What you have to do
When you reply, transcribe every line of the data below exactly.

Records from a dataset:
══════════
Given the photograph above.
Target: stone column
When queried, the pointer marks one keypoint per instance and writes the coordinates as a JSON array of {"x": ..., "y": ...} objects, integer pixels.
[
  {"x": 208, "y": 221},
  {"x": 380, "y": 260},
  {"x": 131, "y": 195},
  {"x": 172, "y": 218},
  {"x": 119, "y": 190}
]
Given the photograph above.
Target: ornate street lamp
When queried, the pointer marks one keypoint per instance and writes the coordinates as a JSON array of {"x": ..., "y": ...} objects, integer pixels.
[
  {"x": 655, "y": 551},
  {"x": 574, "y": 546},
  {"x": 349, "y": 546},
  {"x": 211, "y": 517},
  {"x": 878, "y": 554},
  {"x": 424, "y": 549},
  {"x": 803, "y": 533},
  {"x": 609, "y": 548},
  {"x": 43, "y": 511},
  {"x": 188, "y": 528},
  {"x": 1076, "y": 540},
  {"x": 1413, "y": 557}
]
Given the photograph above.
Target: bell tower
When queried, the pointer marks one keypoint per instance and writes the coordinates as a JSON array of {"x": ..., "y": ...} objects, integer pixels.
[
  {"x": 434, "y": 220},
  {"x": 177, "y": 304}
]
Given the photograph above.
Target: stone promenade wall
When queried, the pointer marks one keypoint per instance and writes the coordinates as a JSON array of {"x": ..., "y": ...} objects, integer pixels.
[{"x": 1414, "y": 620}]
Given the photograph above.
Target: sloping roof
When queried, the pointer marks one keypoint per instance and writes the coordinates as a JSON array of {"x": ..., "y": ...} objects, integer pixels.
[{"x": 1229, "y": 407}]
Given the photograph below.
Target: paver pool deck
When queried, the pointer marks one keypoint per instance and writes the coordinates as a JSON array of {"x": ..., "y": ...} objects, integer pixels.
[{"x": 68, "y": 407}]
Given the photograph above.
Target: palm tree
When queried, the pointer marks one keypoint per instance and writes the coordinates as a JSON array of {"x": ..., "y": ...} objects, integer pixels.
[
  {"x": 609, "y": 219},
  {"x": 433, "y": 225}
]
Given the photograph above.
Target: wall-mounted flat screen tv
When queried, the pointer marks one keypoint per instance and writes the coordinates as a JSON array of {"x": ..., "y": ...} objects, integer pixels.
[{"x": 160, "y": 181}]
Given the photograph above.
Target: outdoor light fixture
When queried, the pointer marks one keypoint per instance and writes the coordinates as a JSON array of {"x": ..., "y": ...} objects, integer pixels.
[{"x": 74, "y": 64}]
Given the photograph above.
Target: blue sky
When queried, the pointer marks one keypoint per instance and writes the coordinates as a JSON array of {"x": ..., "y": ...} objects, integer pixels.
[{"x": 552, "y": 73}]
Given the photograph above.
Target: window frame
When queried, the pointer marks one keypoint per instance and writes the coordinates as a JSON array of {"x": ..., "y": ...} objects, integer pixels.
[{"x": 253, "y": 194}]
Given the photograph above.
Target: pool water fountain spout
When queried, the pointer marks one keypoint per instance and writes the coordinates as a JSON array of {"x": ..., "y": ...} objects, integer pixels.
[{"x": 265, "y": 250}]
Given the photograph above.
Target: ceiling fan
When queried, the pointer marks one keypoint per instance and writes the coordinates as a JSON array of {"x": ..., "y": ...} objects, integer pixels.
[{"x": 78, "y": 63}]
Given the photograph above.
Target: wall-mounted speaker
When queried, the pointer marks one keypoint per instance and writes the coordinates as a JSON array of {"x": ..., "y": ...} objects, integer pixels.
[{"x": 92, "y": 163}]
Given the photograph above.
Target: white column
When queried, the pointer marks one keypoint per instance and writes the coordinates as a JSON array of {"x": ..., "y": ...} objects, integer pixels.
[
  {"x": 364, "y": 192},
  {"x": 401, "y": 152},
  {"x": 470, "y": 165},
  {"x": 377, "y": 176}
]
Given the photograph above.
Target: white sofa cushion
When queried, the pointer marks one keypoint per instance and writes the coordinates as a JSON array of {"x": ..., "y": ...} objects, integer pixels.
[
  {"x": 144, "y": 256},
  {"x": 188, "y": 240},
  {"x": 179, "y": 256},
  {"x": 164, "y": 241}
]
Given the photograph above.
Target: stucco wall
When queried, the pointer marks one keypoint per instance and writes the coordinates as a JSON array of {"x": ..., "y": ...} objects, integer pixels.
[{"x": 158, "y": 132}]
══════════
Your response
Given the photograph above.
Target: stone column
When queried, the pointer marks one keypoint per instance and writes the coordinates as a JSON array of {"x": ..., "y": ...} objects, integer pixels.
[
  {"x": 208, "y": 221},
  {"x": 380, "y": 260},
  {"x": 131, "y": 195},
  {"x": 172, "y": 218},
  {"x": 119, "y": 190}
]
Given the photograph above.
Target: ornate street lamp
When queried, the pointer marks one keypoint per instance and writes the coordinates as a JSON array of {"x": ..., "y": ...} objects, integer pixels.
[
  {"x": 655, "y": 551},
  {"x": 574, "y": 546},
  {"x": 349, "y": 546},
  {"x": 211, "y": 517},
  {"x": 878, "y": 554},
  {"x": 424, "y": 549},
  {"x": 803, "y": 533},
  {"x": 609, "y": 548},
  {"x": 43, "y": 511},
  {"x": 188, "y": 528},
  {"x": 1076, "y": 540},
  {"x": 1413, "y": 557}
]
Given the photograph above.
Target: bell tower
When queried, the pointer marks one keypoint per instance and writes the coordinates as a JSON array of {"x": ..., "y": ...} objects, integer pixels.
[
  {"x": 434, "y": 220},
  {"x": 177, "y": 304}
]
Given the photograph above.
Target: stone promenade wall
When queried, the pointer marks one keypoint per instance and writes the coordinates as a JSON array of {"x": ..., "y": ...} objects, integer pixels.
[{"x": 1414, "y": 620}]
Given the photograph above.
Target: sloping roof
When queried, the pointer marks one keypoint per instance and writes the coordinates as a JSON array of {"x": ..., "y": ...} objects, integer pixels.
[{"x": 1229, "y": 407}]
Given the photograph below.
Target: paver pool deck
When queried, the pointer marks one keypoint per instance and writes the coordinates as a JSON array of {"x": ..., "y": ...} objects, integer pixels.
[{"x": 68, "y": 407}]
Given the photograph above.
Target: palm tree
When queried, the pointer marks one keypoint per instance and writes the coordinates as a JSON array of {"x": ..., "y": ...} objects, integer pixels.
[
  {"x": 609, "y": 219},
  {"x": 433, "y": 225}
]
Given the photograph above.
Target: wall-mounted flat screen tv
When queried, the pointer marks one keypoint per instance and writes the coordinates as a JSON array of {"x": ..., "y": ...} objects, integer pixels.
[{"x": 160, "y": 181}]
Given the photograph above.
Target: outdoor light fixture
When queried, the pointer marks one keypoint per instance and writes the coordinates as a JSON array of {"x": ..., "y": ...} objects, integer pixels.
[{"x": 74, "y": 64}]
Given the photograph above.
Target: blue sky
When queried, the pointer marks one keypoint per instance and writes the coordinates as a JSON array of {"x": ..., "y": ...} objects, integer pixels.
[{"x": 552, "y": 73}]
Given the photograph above.
Target: window frame
When queried, the pointer marks one keypoint per instance and writes the coordinates as a JSON array of {"x": ..., "y": ...} objects, integer pixels.
[{"x": 253, "y": 194}]
Given the photograph above.
Target: pool water fountain spout
When queried, the pointer marks one keypoint per instance and writes the coordinates as a JSON array of {"x": ..., "y": ...} objects, integer pixels.
[{"x": 265, "y": 250}]
Given the photograph above.
Target: ceiling fan
When queried, the pointer marks one keypoint per instance and writes the coordinates as a JSON array of {"x": ..., "y": ...} objects, integer pixels.
[{"x": 78, "y": 63}]
Given the photograph above.
Target: wall-mounted speaker
When queried, the pointer marks one keypoint per instance and writes the coordinates as a JSON array of {"x": ..., "y": ...} objects, integer pixels.
[{"x": 92, "y": 163}]
Given the photograph above.
Target: white column
When queried, the pointer marks one keypoint per instance and writes the coordinates as a JSON array of {"x": ..., "y": ...} objects, integer pixels.
[
  {"x": 364, "y": 192},
  {"x": 401, "y": 152},
  {"x": 470, "y": 165},
  {"x": 377, "y": 176}
]
Given the photograph above.
Target: white sofa cushion
When queried, the pointer marks one keypoint per instance and writes the coordinates as a JSON array of {"x": ..., "y": ...} objects, integer pixels.
[
  {"x": 144, "y": 256},
  {"x": 188, "y": 240},
  {"x": 179, "y": 256},
  {"x": 164, "y": 241}
]
Given the photograph above.
Target: stucco wall
When queried, the pointer marks one keypoint per instance and writes the coordinates as a JSON array of {"x": ..., "y": ...} objects, integer pixels.
[{"x": 158, "y": 132}]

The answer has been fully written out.